Trecho do documento
Estava pensando em algumas frases, alguns emails, pessoas, enquanto acompanhava o som das ondas rompendo-se contra o malecon, o barulho dos carros passando ao lado. Tantas são as imagens que essa ilha nos arremata pela simplicidade... Não importa quantas vezes foi fotografada, filmada, descrita, aqui o cotidiano parece carregado de uma sedução mais apurada. Ciente de que tais diferenças e detalhes eram encontrados nesse romântico olhar quase virgem, estrangeiro, questionei também o quanto havia me aprofundado, ido além de certos níveis do "ver". Lembrei da canção de Caetano "O estrangeiro", que faz mais ou menos essas mesmas divagações: "E eu menos a conhecera mas a amara... sou cego de tanto vê-la, de tanto tê-la estrela, o que é uma coisa bela". Nem tudo é belo em Havana, e pra senti-la precisei largar minhas projeções sobre ela, sabendo apreciar seus cantos não por aquilo que eu queria que ela fosse, mas pelo que ela é. As tantas pessoas que conheci, as ruas que ainda cruzo, tudo que estudei, aprendi e questiono me levam pra um sentido que acredito ser mais amplo, carregado de irreparáveis transformações. Outro não sei se sou, mas sei que nunca mais serei o mesmo. Voltando do malecon comprei maní, tirei umas fotos, cheguei no meu quarto, olhei minha mala, lamentei... Epa, mas espera aí, calma, ainda tenho alguns dias pra celebrar.
Comente o número do texto que você leu ou que mais gostou e concorra a um prêmio surpresa.
14 comentários:
Pode escolher todos? Rs.
Muito bom, monzito!
Pode escolher todos? Rs.
Muito bom, monzito!
eu escolhi todos e gostei mais de todos!
Mon, fico com o 26.
Gostei de todos tb, mas tenho uma 'atração' por esse número...
É o dia de Papai, é tb o teu dia...
Abraço Bom.
Li na seguinte ordem: 26 - 02 - 17 - 09
Acho que gostei na seguinte ordem: 09 -02 - 26 - 17
Mas não posso afirmar com certeza, não posso afirmar mais nada com certeza, a única certeza que me acerta a testa (como o Granma) é que hoje fecho essa mala e também largo todas minhas projeções sobre a América para seguir um vento também carregado de direções na quarta-feira. Ramonzito! Você está escrevendo cada vez melhor, nos veremos em Dezembro, aproveite seus últimos dias em Cuba, que eu estou aproveitando meus últimos em Salvador!
São capítulos de um mesmo livro maravilhoso!

Dados fornecidos
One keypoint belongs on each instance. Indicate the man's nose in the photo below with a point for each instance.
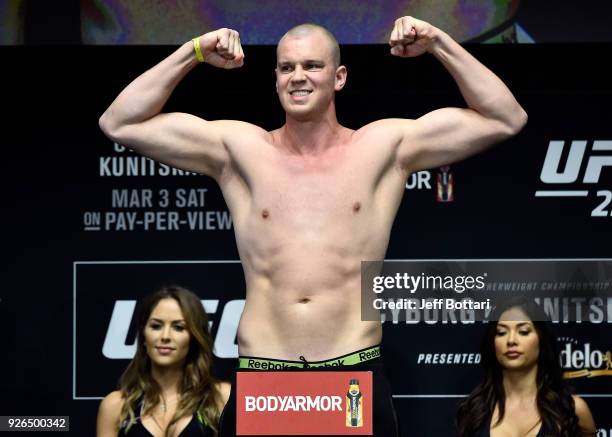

Instruções
[1] Reescreva de forma mais breve, mantendo os fatos principais, o parágrafo do trecho sobre Havana que começa com "Estava pensando em algumas frases".
[2] Transcreva do trecho sobre Havana tudo o que vai desde "Comente o número" até "fico com o 26.".
[3] Escreva a continuação do trecho sobre Havana a partir do ponto em que ele termina.

Tarefas resolvidas
[1] Ouvindo as ondas contra o malecon e os carros passando, pensei em frases, emails e pessoas. Havana seduz pelo cotidiano simples, por mais que já tenha sido fotografada, filmada e descrita. Sabendo que esse encanto vinha de um olhar estrangeiro, perguntei-me o quanto fui além do simples "ver" e me lembrei da canção "O estrangeiro", de Caetano. Nem tudo é belo na cidade. Para senti-la, precisei abandonar minhas projeções e apreciá-la pelo que ela é. Pessoas, ruas e estudos me transformaram de modo irreparável, e nunca mais voltarei a ser quem era. Na volta do malecon, comprei maní e tirei fotos. No quarto, olhei a mala e lamentei, mas ainda tenho alguns dias para celebrar.

[2]
Comente o número do texto que você leu ou que mais gostou e concorra a um prêmio surpresa.
14 comentários:
Pode escolher todos? Rs.
Muito bom, monzito!
Pode escolher todos? Rs.
Muito bom, monzito!
eu escolhi todos e gostei mais de todos!
Mon, fico com o 26.

[3]
Li o n˚2 - gostei do texto e do tema, parace muito com coisas obscuras que autores conhecidos gostam de escrever. :)
Aproveito para fazer propaganda do meu blog restaurado: http://cantocanuto.blogspot.com
beijos
Se existe uma ordem nestes numeros, haveria continuidade? Se sim, ainda não posso escolher meu predileto [vou esperar mais posts]. Mas uma coisa eu tenho que dizer: era isso que eu esperava do subliterato e agora, mesmo "antes tarde do que nunca", entendo que estas pequenas notas dizem mais de cuba que velhos manuais. Parabéns!
Eu fui meio tradicional: li de acordo com a ordem que você enumerou. Hesitei, por um minuto, até... Tentei seguir o mandamento de ler apenas um, mas a curiosidade não deixou. :P
A gente sempre tá querendo mais...
bjoooos e até breve!
:)
Cara,
li todos. Comecei com o 17, mas se tivesse que escolher apenas um, escolheria o 26, por diversos motivos: a ida ao cinema, o ar-condicionado quebrado, a pergunta da senhor sobre Roberto Carlos, e a divagação na chuva.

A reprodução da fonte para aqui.